§ **Information supplied**:

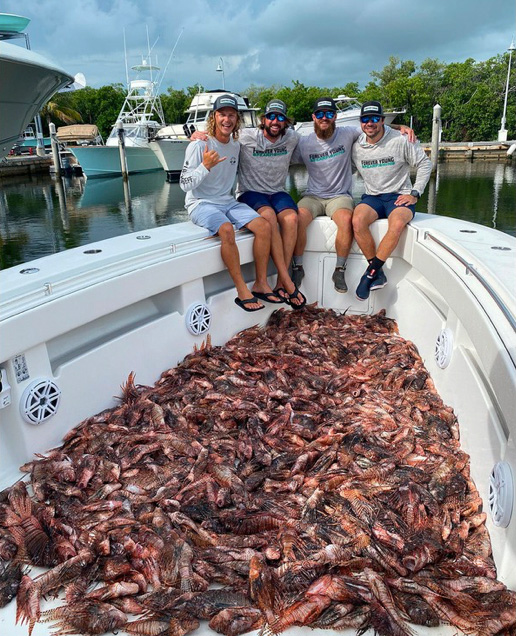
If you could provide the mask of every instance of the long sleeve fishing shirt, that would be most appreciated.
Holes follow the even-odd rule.
[[[225,157],[211,170],[202,163],[206,146]],[[231,191],[235,185],[239,153],[240,144],[233,138],[227,144],[215,137],[208,137],[207,141],[192,141],[188,145],[179,179],[181,189],[186,192],[185,207],[188,214],[201,202],[232,203],[235,200]]]
[[[366,194],[410,194],[415,189],[422,194],[432,171],[432,162],[419,143],[411,143],[405,135],[385,128],[385,134],[375,144],[366,141],[362,133],[353,146],[353,162],[359,171]],[[414,185],[410,169],[417,168]]]

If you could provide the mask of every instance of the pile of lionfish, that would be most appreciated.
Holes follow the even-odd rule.
[[[0,605],[29,633],[516,630],[456,417],[382,312],[276,311],[153,387],[131,375],[22,470]]]

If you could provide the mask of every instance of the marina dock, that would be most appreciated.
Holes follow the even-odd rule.
[[[17,175],[48,174],[52,165],[52,155],[38,157],[4,157],[0,161],[0,178],[15,177]]]
[[[511,161],[516,154],[507,151],[516,141],[441,141],[439,144],[439,162],[441,161]],[[432,144],[421,143],[421,147],[430,156]]]

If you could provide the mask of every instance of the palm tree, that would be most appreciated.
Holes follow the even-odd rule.
[[[50,124],[52,119],[57,119],[65,124],[76,124],[82,121],[82,116],[73,108],[68,106],[61,106],[57,102],[47,102],[40,111],[41,117],[44,117],[47,124]]]

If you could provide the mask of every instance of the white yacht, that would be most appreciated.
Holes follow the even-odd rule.
[[[7,155],[41,107],[74,78],[30,50],[30,19],[0,13],[0,158]],[[24,39],[25,47],[12,44]]]
[[[360,108],[362,104],[358,99],[347,97],[346,95],[339,95],[335,98],[335,105],[337,106],[337,126],[354,126],[360,128]],[[386,111],[385,123],[392,123],[398,115],[402,115],[405,112],[405,109]],[[294,128],[301,135],[309,135],[314,131],[314,123],[312,120],[303,121],[297,123]]]
[[[386,228],[387,222],[385,220],[373,224],[372,229],[376,241],[384,236]],[[246,231],[238,232],[237,244],[244,278],[251,285],[254,280],[253,236]],[[460,445],[463,451],[461,451],[461,461],[465,460],[467,454],[469,467],[466,478],[462,478],[463,481],[458,483],[457,487],[465,487],[467,483],[469,484],[468,488],[473,488],[473,491],[468,492],[475,492],[476,489],[478,496],[475,494],[475,499],[468,503],[464,512],[457,510],[456,513],[453,513],[454,516],[448,519],[443,526],[442,537],[439,531],[439,538],[436,537],[435,540],[444,542],[443,546],[446,550],[446,537],[450,537],[450,539],[454,537],[454,545],[457,546],[460,545],[461,540],[466,540],[468,533],[473,533],[476,527],[482,526],[483,532],[479,535],[483,537],[482,541],[478,544],[475,543],[477,554],[480,557],[479,562],[484,563],[486,559],[491,559],[492,550],[492,559],[496,567],[496,571],[493,570],[489,577],[480,577],[486,584],[486,591],[482,596],[482,608],[484,612],[487,612],[490,608],[489,599],[493,598],[488,590],[493,589],[493,585],[496,585],[497,589],[505,590],[504,586],[507,586],[507,588],[516,590],[516,568],[514,567],[516,563],[516,506],[514,505],[514,478],[516,476],[516,278],[514,276],[516,238],[466,221],[417,213],[384,266],[388,285],[372,292],[367,301],[359,301],[352,292],[365,267],[365,260],[356,245],[352,247],[347,264],[346,279],[350,292],[346,294],[335,292],[331,281],[331,273],[336,261],[334,244],[335,225],[328,218],[315,219],[309,227],[304,258],[306,275],[301,286],[308,302],[317,303],[321,308],[331,309],[337,314],[348,316],[358,317],[359,315],[372,315],[385,311],[387,318],[396,320],[400,335],[412,341],[417,347],[439,395],[444,403],[453,409],[458,418]],[[274,284],[274,272],[271,272],[270,283]],[[69,431],[86,418],[91,418],[82,427],[86,437],[90,426],[96,430],[102,422],[105,422],[106,420],[103,418],[110,413],[105,409],[112,409],[120,405],[114,396],[121,394],[120,387],[127,382],[130,374],[134,373],[138,386],[152,386],[157,382],[162,372],[177,365],[194,349],[199,350],[207,342],[208,347],[224,346],[228,339],[242,330],[253,327],[257,323],[264,325],[276,309],[272,305],[267,305],[265,309],[256,313],[246,313],[236,306],[234,303],[235,289],[221,259],[219,240],[208,238],[206,230],[196,227],[189,221],[100,241],[86,247],[74,248],[12,267],[0,272],[0,287],[2,289],[0,296],[0,491],[20,479],[27,479],[27,473],[20,472],[20,466],[31,461],[35,454],[39,454],[38,456],[41,458],[49,453],[50,449],[54,449],[52,452],[56,453],[56,447],[61,444],[63,437],[67,434],[69,440],[77,440],[77,437],[73,438]],[[290,309],[286,309],[286,317],[290,315],[290,311]],[[310,308],[306,311],[310,311]],[[278,316],[274,317],[273,320],[275,321],[273,324],[277,325]],[[253,330],[253,333],[257,333],[256,329]],[[313,331],[313,336],[319,342],[317,331]],[[397,336],[393,336],[390,342],[394,342],[396,339]],[[299,343],[302,343],[303,347],[306,348],[313,346],[311,344],[313,340],[311,334],[304,334],[304,340],[299,340]],[[309,357],[309,354],[307,355]],[[287,369],[289,356],[283,354],[280,358],[281,364],[284,365],[281,368]],[[206,357],[205,359],[208,368],[210,358]],[[403,364],[403,360],[393,362],[393,373],[401,368],[398,365],[403,366]],[[230,369],[230,373],[241,374],[241,370],[237,369],[236,366],[230,367],[229,364],[226,366]],[[356,370],[358,375],[361,373],[360,368],[362,370],[365,368],[364,365],[359,367],[360,365],[357,366]],[[182,365],[182,369],[183,375],[177,376],[181,377],[181,382],[186,377],[184,374],[189,373],[188,366]],[[245,373],[251,373],[252,377],[255,377],[255,374],[259,372],[259,368],[252,367]],[[244,378],[244,375],[241,377]],[[256,377],[261,376],[257,375]],[[230,380],[236,383],[239,378],[230,378]],[[244,381],[248,380],[245,378],[241,380],[241,382]],[[179,387],[181,382],[179,380],[177,382]],[[213,385],[202,384],[201,379],[198,382],[200,387],[204,387],[206,384],[204,391],[207,393],[203,394],[206,395],[206,399],[203,398],[202,403],[183,403],[179,398],[182,407],[186,410],[189,409],[189,412],[194,412],[192,417],[202,417],[203,409],[207,408],[209,399],[213,398],[213,391],[210,393],[209,388]],[[256,398],[251,395],[248,398],[250,401],[242,404],[242,407],[235,402],[235,409],[254,408],[253,401],[259,399],[258,394],[266,389],[266,384],[254,380],[252,383],[256,385]],[[260,383],[265,389],[258,388]],[[228,404],[234,399],[231,396],[234,395],[235,386],[228,384],[228,395],[230,396]],[[287,386],[284,384],[285,390]],[[223,388],[216,390],[224,391]],[[281,403],[285,403],[285,408],[287,408],[290,403],[288,402],[289,394],[285,390],[278,391],[278,397],[275,400],[282,400]],[[130,390],[127,391],[126,397],[129,399]],[[328,393],[324,394],[323,397],[326,401],[321,402],[318,407],[320,410],[330,408],[328,404],[332,403],[335,391],[335,388],[332,391],[328,389]],[[372,391],[373,398],[376,393],[377,391]],[[155,394],[158,395],[157,390]],[[150,393],[148,395],[154,399]],[[362,398],[365,399],[362,395],[358,400],[357,408],[365,409]],[[350,392],[346,399],[353,403],[358,398]],[[308,403],[307,400],[305,402]],[[170,404],[173,403],[174,399],[171,398]],[[148,404],[152,406],[153,402],[148,402]],[[373,403],[373,407],[374,404],[376,403]],[[422,409],[419,412],[421,418],[421,413],[430,406],[428,403],[425,405],[424,400],[418,404],[417,408]],[[195,410],[196,408],[198,411]],[[296,409],[301,409],[303,412],[300,403],[299,405],[293,403],[290,408],[290,419],[295,415]],[[148,417],[152,417],[153,421],[154,417],[159,417],[159,413],[155,416],[153,409],[148,408],[147,412]],[[288,413],[288,411],[285,412]],[[199,415],[195,415],[195,413]],[[414,413],[416,412],[414,411]],[[95,414],[99,415],[93,417]],[[263,416],[264,414],[256,412],[256,415]],[[396,434],[398,440],[396,443],[401,443],[402,439],[407,442],[407,450],[404,452],[410,453],[410,461],[413,460],[417,463],[424,460],[424,457],[421,456],[422,451],[418,450],[417,446],[410,446],[412,438],[403,437],[403,435],[409,434],[410,426],[419,426],[417,424],[419,420],[415,419],[411,424],[412,419],[408,418],[408,421],[404,420],[403,426],[401,426],[386,411],[381,411],[376,416],[378,418],[386,417],[390,423],[391,428],[386,433],[386,440],[391,440],[392,435]],[[224,421],[228,417],[232,417],[231,411],[227,413]],[[416,416],[414,415],[414,417]],[[310,417],[306,419],[310,421]],[[183,420],[185,420],[184,417]],[[120,416],[120,421],[123,421],[122,416]],[[190,424],[185,423],[186,420],[182,422],[179,419],[177,421],[173,419],[170,422],[172,423],[167,424],[167,426],[175,427],[177,425],[174,430],[181,431],[181,435],[184,435],[186,446],[190,449],[185,454],[185,463],[189,463],[194,471],[202,460],[201,455],[197,457],[199,453],[197,449],[202,447],[197,439],[189,439]],[[210,424],[210,426],[212,425],[215,426],[213,423]],[[135,440],[134,443],[150,442],[150,439],[147,440],[143,435],[138,435],[140,426],[143,426],[141,422],[135,420],[135,438],[138,438],[140,442]],[[220,447],[217,447],[219,450],[225,449],[223,444],[226,438],[231,441],[236,426],[237,424],[228,433],[224,433],[226,429],[223,429],[221,425]],[[113,430],[116,428],[118,427],[115,426]],[[246,430],[250,434],[251,428]],[[299,434],[296,431],[292,433],[292,444],[301,444]],[[111,429],[106,430],[106,439],[111,439],[111,434]],[[166,436],[165,433],[164,435]],[[156,434],[156,437],[152,439],[159,440],[159,434]],[[358,446],[360,446],[361,439],[357,432],[356,443]],[[457,440],[456,434],[454,434],[454,440]],[[99,439],[99,441],[101,440]],[[274,440],[271,443],[273,442]],[[331,441],[326,443],[330,444]],[[386,441],[385,446],[388,443]],[[334,445],[337,444],[336,441]],[[149,443],[148,448],[141,447],[141,453],[142,455],[145,452],[150,454],[154,448],[154,444]],[[300,446],[300,448],[304,447]],[[134,450],[138,451],[138,448]],[[225,450],[221,451],[221,461],[224,452]],[[338,446],[334,452],[335,456],[340,453]],[[432,451],[432,457],[434,452],[437,450]],[[363,453],[367,455],[367,449]],[[286,454],[283,453],[282,456]],[[348,451],[343,450],[343,454],[348,457]],[[114,451],[112,451],[112,457],[115,457]],[[92,459],[91,456],[90,459]],[[115,460],[113,459],[113,461]],[[149,461],[154,462],[155,460]],[[305,463],[306,461],[305,458]],[[371,466],[371,470],[375,467],[374,458],[370,461],[363,457],[363,461],[364,465],[357,464],[355,466],[355,472],[353,472],[355,477],[367,466]],[[410,470],[415,470],[414,466],[412,469],[410,468],[410,461],[408,461],[407,475],[412,474]],[[63,456],[62,464],[66,466],[65,456]],[[249,465],[251,464],[252,462],[249,463]],[[152,463],[152,466],[156,465]],[[165,465],[162,468],[165,470]],[[228,469],[230,473],[231,470]],[[419,468],[417,470],[419,473],[425,472]],[[444,472],[443,470],[439,469],[440,473],[446,475],[446,470]],[[447,465],[447,470],[450,470],[450,465]],[[280,472],[278,469],[277,473]],[[76,498],[80,493],[77,493],[78,488],[75,487],[75,480],[79,479],[78,473],[77,476],[74,476],[75,473],[70,473],[66,477],[63,473],[59,483],[57,482],[58,475],[59,473],[56,472],[56,488],[60,493],[60,507],[65,505],[65,493],[68,491],[70,491],[71,497],[75,497],[76,503],[74,505],[77,505],[80,501]],[[378,492],[381,493],[381,473],[374,473],[374,475],[376,475],[374,477],[375,487],[379,488]],[[295,477],[299,477],[299,475],[296,474]],[[168,480],[169,477],[164,477],[164,479]],[[196,479],[195,476],[192,477],[193,481],[190,484],[196,485]],[[410,482],[409,477],[407,479],[409,480],[408,486],[410,486],[412,482]],[[294,481],[295,479],[292,483]],[[173,483],[173,479],[170,483]],[[239,483],[241,483],[240,480]],[[271,480],[271,484],[276,483]],[[291,482],[288,483],[290,488]],[[473,483],[474,487],[471,485]],[[113,487],[116,487],[116,484]],[[172,486],[170,487],[172,488]],[[186,491],[188,488],[190,485],[183,490]],[[160,501],[159,497],[173,496],[167,494],[168,488],[160,488],[161,490],[164,491],[161,495],[158,492],[153,495],[152,501],[155,502],[155,505],[156,502]],[[108,492],[111,490],[106,490],[105,495]],[[101,508],[105,514],[100,516],[100,519],[109,520],[113,514],[117,515],[116,518],[113,518],[114,525],[106,525],[108,523],[106,521],[106,523],[101,523],[99,531],[96,531],[93,525],[87,526],[93,538],[98,536],[99,568],[102,568],[101,563],[107,562],[103,560],[105,559],[103,555],[107,554],[106,549],[109,548],[109,540],[107,544],[103,541],[104,538],[107,539],[109,533],[101,528],[120,529],[117,536],[123,537],[123,524],[130,523],[127,517],[131,514],[132,504],[130,502],[133,501],[133,491],[127,492],[129,501],[126,501],[124,507],[118,512],[113,512],[115,509],[108,508],[108,506],[110,503],[119,505],[120,501],[111,502],[109,497],[105,500],[99,500],[99,503],[92,501],[93,496],[88,495],[89,498],[83,501],[84,505],[88,504],[86,510],[93,511],[97,510],[95,506],[105,506]],[[137,492],[140,491],[134,491],[135,502],[139,501],[140,495],[136,494]],[[303,495],[299,493],[299,498],[304,500],[303,498],[308,497],[309,494],[309,491],[303,490]],[[178,498],[180,499],[180,497]],[[4,496],[3,501],[7,501],[7,497]],[[37,503],[38,514],[43,515],[42,507],[45,505],[40,493]],[[164,504],[164,509],[170,511],[174,505],[176,508],[172,508],[173,511],[181,504],[175,499],[168,498]],[[483,512],[481,512],[482,509]],[[41,518],[50,520],[48,523],[53,523],[55,510],[56,508],[50,507],[48,516]],[[353,510],[355,510],[354,507]],[[163,511],[160,512],[163,515]],[[417,510],[414,511],[414,514],[416,512]],[[178,523],[182,523],[177,517],[177,515],[181,515],[181,512],[169,512],[168,514],[172,519],[178,520]],[[210,514],[207,512],[202,518],[208,519]],[[331,515],[324,514],[332,523],[336,524],[334,527],[339,526],[339,519],[333,517],[333,513]],[[463,514],[472,516],[463,517]],[[150,516],[152,515],[147,516],[150,524]],[[120,526],[117,525],[118,517],[120,517]],[[189,520],[189,518],[185,518]],[[200,521],[201,519],[199,519],[199,527],[201,527]],[[344,521],[343,519],[343,524]],[[159,519],[156,523],[158,522]],[[192,525],[192,522],[190,524]],[[366,525],[364,523],[364,527]],[[343,527],[345,526],[343,525]],[[193,547],[189,548],[190,553],[208,545],[206,540],[197,534],[197,525],[192,525],[193,529],[188,525],[181,526],[181,528],[182,530],[178,530],[178,532],[181,533],[183,540],[192,542]],[[64,529],[66,530],[67,526],[64,526]],[[144,529],[142,526],[142,530]],[[2,528],[2,530],[4,529]],[[37,528],[34,528],[34,532],[36,531]],[[6,536],[5,532],[2,536]],[[90,534],[87,533],[87,536],[89,537]],[[206,536],[209,536],[209,533],[206,533]],[[486,543],[487,539],[489,539],[489,544]],[[383,537],[383,540],[386,544],[391,541],[398,545],[400,539],[397,538],[396,534],[392,534],[392,536],[389,534],[389,536]],[[68,545],[69,542],[73,543],[74,541],[77,541],[77,535],[70,529],[65,543]],[[386,603],[382,611],[394,611],[398,592],[393,585],[400,581],[400,571],[407,572],[407,568],[400,564],[401,561],[390,559],[387,565],[384,563],[382,554],[391,553],[386,544],[383,548],[378,544],[379,552],[376,557],[374,552],[369,557],[372,563],[371,568],[376,568],[380,572],[385,567],[387,572],[391,572],[379,588],[371,588],[370,590],[371,599],[373,601],[375,598],[377,599],[374,601],[377,609],[372,611],[377,611],[382,603]],[[97,543],[91,545],[97,546]],[[120,556],[121,545],[121,540],[116,543],[118,550],[116,554],[119,556],[115,557],[115,560],[123,558]],[[135,542],[128,536],[127,549],[131,549],[131,545],[134,549]],[[268,545],[269,543],[266,542],[266,546]],[[142,546],[139,548],[142,550]],[[157,544],[152,544],[153,551],[158,548]],[[216,550],[214,549],[212,552],[215,553]],[[293,553],[297,554],[296,548],[294,548]],[[303,554],[303,551],[300,550],[300,553]],[[422,553],[421,558],[431,558],[432,554],[431,552],[429,554]],[[272,549],[271,555],[271,558],[277,558]],[[375,559],[378,559],[378,562]],[[154,562],[154,556],[151,560]],[[470,564],[469,572],[476,571],[474,560],[475,554],[473,552],[469,561],[463,562],[464,567],[467,563]],[[140,562],[140,559],[131,561],[135,564],[136,562]],[[396,569],[391,569],[391,564]],[[139,565],[135,566],[139,567]],[[454,610],[456,606],[452,605],[449,599],[455,598],[455,595],[458,594],[457,602],[461,605],[463,601],[460,599],[469,598],[466,591],[468,588],[463,587],[468,584],[470,578],[467,570],[461,573],[459,567],[460,581],[457,582],[457,585],[462,586],[460,588],[462,591],[453,587],[453,580],[450,582],[452,587],[448,588],[446,598],[443,599],[439,594],[431,591],[432,576],[439,576],[439,567],[439,562],[437,562],[433,569],[428,570],[427,578],[424,580],[428,582],[429,586],[427,597],[442,609],[437,620],[441,624],[436,627],[411,624],[410,628],[405,625],[403,629],[390,633],[450,636],[460,632],[456,626],[457,623],[465,625],[467,633],[471,634],[485,635],[498,631],[493,629],[492,624],[490,629],[483,629],[481,618],[476,623],[478,629],[473,630],[467,620],[469,611],[467,609],[466,614],[462,609],[462,619],[457,618],[457,610]],[[33,568],[29,573],[30,579],[25,579],[25,583],[34,580],[40,571],[42,571],[41,568]],[[133,570],[131,572],[134,574]],[[131,572],[129,577],[131,577]],[[57,573],[52,576],[56,579],[55,583],[60,580],[57,578]],[[357,573],[356,576],[360,577],[360,574]],[[412,576],[412,574],[406,576]],[[494,583],[495,577],[499,583]],[[471,578],[475,581],[471,580],[470,584],[477,585],[478,577]],[[47,580],[51,579],[45,579],[45,581]],[[134,583],[139,579],[133,576],[129,580],[132,581],[130,584],[132,588],[139,589],[139,585]],[[409,579],[403,580],[407,581],[407,585],[410,585]],[[421,579],[419,580],[421,581]],[[88,581],[86,580],[86,584]],[[490,581],[491,587],[487,585]],[[62,581],[62,584],[66,585],[66,581]],[[150,579],[148,585],[151,590],[156,591],[156,587],[153,588]],[[369,589],[361,577],[360,583],[357,585],[362,586],[364,593]],[[365,588],[364,585],[366,585]],[[59,586],[55,585],[54,587],[56,587],[57,592]],[[44,589],[46,590],[46,588]],[[77,589],[83,588],[78,587]],[[109,589],[100,589],[100,592],[99,589],[92,592],[93,596],[102,590],[107,593],[111,586]],[[418,595],[417,584],[408,589],[411,590],[411,593]],[[427,588],[423,586],[422,589],[424,593]],[[37,592],[38,588],[34,587],[33,590]],[[161,595],[166,594],[166,592],[158,588],[156,594],[155,598],[161,598]],[[59,598],[54,599],[54,591],[52,590],[52,593],[43,593],[41,599],[37,599],[40,601],[41,621],[35,620],[35,625],[32,624],[32,621],[30,625],[21,624],[24,622],[23,620],[17,621],[16,600],[7,603],[6,596],[2,596],[6,603],[5,607],[0,609],[2,633],[10,636],[26,636],[28,629],[33,636],[48,636],[55,633],[57,627],[52,631],[51,623],[48,622],[52,621],[52,615],[44,612],[56,605],[62,606],[64,603],[63,595],[64,592],[61,590]],[[377,595],[382,599],[381,601],[378,600]],[[97,598],[111,599],[112,597]],[[514,596],[512,598],[514,599]],[[113,599],[113,603],[116,604],[121,600],[123,599]],[[23,603],[23,599],[19,599],[19,602]],[[111,603],[111,601],[107,602]],[[99,604],[99,609],[100,605],[103,604]],[[80,609],[80,605],[78,607]],[[69,611],[74,611],[73,603]],[[123,618],[124,614],[121,614],[120,610],[117,612],[117,616]],[[508,619],[510,607],[501,607],[500,612],[503,612],[507,624],[507,621],[510,620],[510,618]],[[480,612],[481,616],[482,612]],[[516,615],[513,613],[512,616],[512,620],[516,621]],[[60,610],[53,615],[53,618],[59,620],[62,625],[66,623],[66,612]],[[141,629],[140,626],[135,626],[134,620],[136,618],[127,618],[127,620],[133,621],[131,628],[127,626],[128,631],[130,633],[151,633],[144,631],[145,626],[141,626]],[[170,616],[168,616],[168,620],[170,620]],[[124,621],[125,619],[116,624],[119,633],[125,633]],[[514,629],[514,623],[512,629]],[[111,631],[111,628],[108,631]],[[364,633],[364,631],[361,630],[360,633]],[[369,629],[367,634],[372,635],[373,631],[373,629]],[[73,630],[70,628],[62,627],[60,629],[60,633],[71,634],[72,632]],[[100,633],[100,630],[95,631],[95,633]],[[200,630],[195,633],[207,635],[214,632],[208,630],[204,623]],[[304,634],[324,636],[328,634],[328,630],[309,631],[307,628],[294,627],[286,633],[295,636]],[[345,629],[339,633],[351,636],[356,631],[355,629]]]
[[[247,99],[230,91],[214,90],[197,93],[186,110],[188,118],[185,124],[171,124],[157,131],[150,143],[163,169],[171,176],[178,175],[183,167],[185,149],[189,138],[196,130],[204,131],[213,102],[222,93],[234,95],[238,101],[238,111],[242,117],[244,128],[255,128],[258,125],[258,108],[252,108]]]
[[[132,69],[139,75],[129,82],[129,89],[105,146],[70,147],[87,177],[110,177],[122,174],[118,123],[123,124],[125,153],[129,173],[161,170],[161,164],[149,147],[149,141],[165,125],[163,107],[154,74],[159,71],[143,59]],[[140,77],[145,74],[145,77]]]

§ **What to do**: Find the lines above with the word "that". Copy them out.

§ **Result of the exercise**:
If you could provide the mask of every instance of the long sleeve fishing shirt, that would be most appreciated.
If you could provide the mask of every instance of the pile of lionfish, that would be most appreciated.
If you could provide the mask of every instance of the marina dock, that would be most appreciated.
If you could provide the mask of every instance of the palm tree, that would be most appreciated.
If you could provide the mask of every instance of the white yacht, that would be most appreciated.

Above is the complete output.